_AIM OF THE TASK:_ In the records below, find the line containing "Task: indicate one point on every instance of the statue's face" and retype it and every line after it exactly, adding nothing.
═══ RECORDS FOR PROCESSING
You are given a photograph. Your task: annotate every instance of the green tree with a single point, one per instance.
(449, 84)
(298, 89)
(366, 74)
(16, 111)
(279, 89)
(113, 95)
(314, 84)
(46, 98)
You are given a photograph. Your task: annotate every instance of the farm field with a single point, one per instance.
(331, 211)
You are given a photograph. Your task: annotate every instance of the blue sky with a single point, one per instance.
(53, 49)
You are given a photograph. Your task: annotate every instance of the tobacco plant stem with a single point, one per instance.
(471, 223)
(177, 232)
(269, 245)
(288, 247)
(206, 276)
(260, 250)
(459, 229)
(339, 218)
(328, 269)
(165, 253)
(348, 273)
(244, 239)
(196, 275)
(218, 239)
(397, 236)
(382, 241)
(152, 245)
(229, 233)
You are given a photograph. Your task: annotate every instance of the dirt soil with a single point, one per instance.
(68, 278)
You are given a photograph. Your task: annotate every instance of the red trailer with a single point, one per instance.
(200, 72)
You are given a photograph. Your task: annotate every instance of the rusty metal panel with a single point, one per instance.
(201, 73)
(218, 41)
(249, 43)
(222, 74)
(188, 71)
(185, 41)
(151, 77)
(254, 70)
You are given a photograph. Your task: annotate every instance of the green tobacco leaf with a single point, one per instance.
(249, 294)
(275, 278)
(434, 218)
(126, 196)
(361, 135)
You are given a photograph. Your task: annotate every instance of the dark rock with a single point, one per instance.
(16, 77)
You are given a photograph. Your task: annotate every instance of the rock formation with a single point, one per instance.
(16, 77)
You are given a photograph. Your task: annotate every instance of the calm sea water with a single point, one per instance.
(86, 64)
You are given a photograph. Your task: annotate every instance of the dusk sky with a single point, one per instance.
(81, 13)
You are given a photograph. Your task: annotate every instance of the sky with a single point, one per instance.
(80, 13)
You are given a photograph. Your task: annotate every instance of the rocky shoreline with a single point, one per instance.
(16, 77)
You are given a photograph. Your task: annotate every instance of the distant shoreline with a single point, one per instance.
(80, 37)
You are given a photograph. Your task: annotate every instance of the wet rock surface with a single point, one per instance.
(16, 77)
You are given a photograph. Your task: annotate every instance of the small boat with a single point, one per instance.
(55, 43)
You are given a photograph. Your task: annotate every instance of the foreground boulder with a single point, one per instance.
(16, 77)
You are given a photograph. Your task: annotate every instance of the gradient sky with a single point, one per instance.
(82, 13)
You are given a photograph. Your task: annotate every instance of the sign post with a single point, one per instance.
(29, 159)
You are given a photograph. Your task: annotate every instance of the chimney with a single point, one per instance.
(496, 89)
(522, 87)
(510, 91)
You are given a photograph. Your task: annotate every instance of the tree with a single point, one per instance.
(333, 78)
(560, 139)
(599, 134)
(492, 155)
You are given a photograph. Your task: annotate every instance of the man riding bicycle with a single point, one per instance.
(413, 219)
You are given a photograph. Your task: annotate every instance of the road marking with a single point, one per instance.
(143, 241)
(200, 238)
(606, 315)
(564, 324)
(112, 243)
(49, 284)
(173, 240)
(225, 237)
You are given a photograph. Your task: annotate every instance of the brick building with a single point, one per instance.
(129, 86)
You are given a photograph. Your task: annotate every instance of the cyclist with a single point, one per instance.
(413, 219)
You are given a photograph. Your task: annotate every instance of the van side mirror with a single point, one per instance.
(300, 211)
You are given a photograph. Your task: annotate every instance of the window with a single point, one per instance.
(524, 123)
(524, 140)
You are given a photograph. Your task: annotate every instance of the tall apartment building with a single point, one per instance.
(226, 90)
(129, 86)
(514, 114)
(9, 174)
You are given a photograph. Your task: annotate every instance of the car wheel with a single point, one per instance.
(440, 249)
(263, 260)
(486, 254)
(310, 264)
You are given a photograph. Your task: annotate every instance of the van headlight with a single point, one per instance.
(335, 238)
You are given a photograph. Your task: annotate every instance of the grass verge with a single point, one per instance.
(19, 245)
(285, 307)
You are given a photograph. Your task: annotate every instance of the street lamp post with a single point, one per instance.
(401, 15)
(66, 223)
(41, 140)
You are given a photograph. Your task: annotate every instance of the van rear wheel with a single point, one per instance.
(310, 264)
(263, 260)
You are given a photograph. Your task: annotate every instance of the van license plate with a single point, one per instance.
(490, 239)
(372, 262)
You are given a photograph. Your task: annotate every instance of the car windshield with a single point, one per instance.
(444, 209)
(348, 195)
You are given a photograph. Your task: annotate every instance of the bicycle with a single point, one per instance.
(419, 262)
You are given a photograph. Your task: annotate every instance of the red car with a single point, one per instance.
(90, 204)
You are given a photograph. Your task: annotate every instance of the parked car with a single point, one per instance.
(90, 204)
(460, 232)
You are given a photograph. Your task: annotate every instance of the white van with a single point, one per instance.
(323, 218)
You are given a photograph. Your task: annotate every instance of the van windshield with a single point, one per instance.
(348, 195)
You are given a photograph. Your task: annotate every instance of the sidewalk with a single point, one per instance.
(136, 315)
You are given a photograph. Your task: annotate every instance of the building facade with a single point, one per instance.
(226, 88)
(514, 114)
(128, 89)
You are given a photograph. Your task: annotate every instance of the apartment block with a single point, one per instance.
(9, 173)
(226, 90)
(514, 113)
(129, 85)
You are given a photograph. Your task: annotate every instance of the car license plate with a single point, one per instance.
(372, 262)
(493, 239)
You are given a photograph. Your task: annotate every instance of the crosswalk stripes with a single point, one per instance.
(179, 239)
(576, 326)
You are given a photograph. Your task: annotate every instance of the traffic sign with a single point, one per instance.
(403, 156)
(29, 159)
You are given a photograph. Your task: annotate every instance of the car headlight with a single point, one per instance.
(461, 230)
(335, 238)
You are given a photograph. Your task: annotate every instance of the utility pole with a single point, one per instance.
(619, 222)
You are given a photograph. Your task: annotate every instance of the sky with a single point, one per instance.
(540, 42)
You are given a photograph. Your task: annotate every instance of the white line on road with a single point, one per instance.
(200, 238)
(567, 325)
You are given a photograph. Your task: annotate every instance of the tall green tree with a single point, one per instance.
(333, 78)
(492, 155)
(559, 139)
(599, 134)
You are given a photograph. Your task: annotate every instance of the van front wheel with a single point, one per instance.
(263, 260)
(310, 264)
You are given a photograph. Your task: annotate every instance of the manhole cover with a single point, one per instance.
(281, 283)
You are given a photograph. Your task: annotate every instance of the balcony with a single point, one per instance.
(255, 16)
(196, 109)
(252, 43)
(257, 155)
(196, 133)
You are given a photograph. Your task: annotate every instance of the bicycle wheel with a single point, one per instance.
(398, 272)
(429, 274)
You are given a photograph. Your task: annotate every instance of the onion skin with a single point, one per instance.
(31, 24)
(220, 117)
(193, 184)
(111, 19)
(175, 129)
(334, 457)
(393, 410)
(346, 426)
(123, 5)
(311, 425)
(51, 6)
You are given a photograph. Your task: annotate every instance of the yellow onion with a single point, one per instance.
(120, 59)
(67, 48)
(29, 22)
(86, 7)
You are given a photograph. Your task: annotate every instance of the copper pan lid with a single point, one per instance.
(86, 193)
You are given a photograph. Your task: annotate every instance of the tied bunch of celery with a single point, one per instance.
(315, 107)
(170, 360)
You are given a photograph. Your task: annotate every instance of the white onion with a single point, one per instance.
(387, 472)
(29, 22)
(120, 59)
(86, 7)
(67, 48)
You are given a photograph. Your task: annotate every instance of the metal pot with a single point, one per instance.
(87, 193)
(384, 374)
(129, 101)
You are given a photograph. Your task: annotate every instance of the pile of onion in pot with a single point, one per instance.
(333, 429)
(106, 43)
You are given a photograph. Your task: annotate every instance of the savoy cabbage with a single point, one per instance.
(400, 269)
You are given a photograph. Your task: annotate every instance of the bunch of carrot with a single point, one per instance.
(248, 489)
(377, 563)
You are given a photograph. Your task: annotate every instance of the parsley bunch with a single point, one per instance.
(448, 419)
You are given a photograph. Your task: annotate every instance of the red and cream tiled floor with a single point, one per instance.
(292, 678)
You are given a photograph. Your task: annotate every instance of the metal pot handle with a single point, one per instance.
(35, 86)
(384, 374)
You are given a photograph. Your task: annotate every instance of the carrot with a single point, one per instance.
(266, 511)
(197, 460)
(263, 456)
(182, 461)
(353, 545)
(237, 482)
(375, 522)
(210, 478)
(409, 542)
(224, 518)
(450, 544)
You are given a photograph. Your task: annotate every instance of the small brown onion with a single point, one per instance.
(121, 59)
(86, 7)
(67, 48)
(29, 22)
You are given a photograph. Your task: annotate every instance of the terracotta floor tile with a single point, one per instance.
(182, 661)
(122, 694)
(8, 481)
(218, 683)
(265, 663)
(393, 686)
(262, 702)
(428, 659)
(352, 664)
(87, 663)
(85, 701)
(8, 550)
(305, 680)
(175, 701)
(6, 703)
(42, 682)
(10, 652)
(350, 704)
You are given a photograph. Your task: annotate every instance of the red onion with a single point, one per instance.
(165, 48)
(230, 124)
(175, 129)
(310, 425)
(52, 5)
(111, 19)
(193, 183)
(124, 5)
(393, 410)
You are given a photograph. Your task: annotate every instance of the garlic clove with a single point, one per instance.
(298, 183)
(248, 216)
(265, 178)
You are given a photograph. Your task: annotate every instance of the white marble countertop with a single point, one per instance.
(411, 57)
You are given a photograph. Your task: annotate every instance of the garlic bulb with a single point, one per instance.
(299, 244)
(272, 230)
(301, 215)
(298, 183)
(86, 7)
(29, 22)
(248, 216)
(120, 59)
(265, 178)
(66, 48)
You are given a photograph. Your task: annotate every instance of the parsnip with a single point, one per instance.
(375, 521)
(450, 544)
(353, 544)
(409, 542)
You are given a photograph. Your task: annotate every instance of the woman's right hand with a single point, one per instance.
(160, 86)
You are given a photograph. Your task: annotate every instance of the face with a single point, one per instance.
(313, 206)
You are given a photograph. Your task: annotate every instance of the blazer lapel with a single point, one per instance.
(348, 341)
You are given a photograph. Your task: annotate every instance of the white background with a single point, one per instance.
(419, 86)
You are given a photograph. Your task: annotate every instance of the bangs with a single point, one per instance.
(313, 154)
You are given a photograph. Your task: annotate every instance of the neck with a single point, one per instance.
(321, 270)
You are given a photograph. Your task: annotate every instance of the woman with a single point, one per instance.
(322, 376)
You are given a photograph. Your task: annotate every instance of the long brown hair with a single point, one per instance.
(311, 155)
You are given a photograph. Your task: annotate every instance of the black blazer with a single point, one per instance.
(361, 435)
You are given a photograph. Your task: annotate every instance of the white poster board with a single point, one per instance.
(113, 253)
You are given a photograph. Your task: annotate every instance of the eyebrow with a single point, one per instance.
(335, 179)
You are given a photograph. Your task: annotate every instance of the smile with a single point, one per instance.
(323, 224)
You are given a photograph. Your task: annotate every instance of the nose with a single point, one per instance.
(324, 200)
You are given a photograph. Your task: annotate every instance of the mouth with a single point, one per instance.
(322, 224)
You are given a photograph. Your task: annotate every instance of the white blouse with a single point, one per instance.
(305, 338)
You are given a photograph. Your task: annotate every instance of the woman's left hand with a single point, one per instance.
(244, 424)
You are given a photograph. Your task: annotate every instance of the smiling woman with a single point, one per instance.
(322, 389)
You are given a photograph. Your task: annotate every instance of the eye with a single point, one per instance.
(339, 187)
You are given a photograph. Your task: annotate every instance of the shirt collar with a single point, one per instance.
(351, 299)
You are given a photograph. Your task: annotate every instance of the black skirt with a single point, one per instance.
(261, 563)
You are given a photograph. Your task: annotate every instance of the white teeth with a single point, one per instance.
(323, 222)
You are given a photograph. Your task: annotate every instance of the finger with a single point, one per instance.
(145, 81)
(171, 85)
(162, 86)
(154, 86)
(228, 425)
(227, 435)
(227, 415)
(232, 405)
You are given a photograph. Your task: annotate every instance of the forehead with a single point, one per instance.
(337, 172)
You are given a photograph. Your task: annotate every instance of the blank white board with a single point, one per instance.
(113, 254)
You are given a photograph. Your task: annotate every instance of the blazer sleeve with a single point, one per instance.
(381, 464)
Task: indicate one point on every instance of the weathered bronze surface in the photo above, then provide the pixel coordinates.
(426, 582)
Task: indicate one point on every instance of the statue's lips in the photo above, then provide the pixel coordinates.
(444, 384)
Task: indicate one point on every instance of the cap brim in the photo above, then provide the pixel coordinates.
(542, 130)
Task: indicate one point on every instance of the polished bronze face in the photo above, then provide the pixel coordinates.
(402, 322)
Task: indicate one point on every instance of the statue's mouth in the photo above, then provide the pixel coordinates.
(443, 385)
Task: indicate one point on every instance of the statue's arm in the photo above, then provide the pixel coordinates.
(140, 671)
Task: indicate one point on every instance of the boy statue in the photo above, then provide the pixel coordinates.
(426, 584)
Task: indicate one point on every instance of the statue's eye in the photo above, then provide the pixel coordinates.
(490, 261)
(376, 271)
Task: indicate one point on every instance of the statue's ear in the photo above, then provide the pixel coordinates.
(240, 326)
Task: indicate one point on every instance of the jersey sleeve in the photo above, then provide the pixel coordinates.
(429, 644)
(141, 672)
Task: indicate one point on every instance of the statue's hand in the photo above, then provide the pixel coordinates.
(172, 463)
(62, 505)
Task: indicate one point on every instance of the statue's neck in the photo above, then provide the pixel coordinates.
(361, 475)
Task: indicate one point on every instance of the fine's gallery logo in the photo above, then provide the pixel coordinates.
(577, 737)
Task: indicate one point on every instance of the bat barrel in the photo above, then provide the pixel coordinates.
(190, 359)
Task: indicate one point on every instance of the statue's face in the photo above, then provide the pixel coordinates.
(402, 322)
══════
_WRITTEN ANSWER:_
Task: indicate one point on every instance of the statue's face in the photo above, then provide the pixel coordinates.
(402, 322)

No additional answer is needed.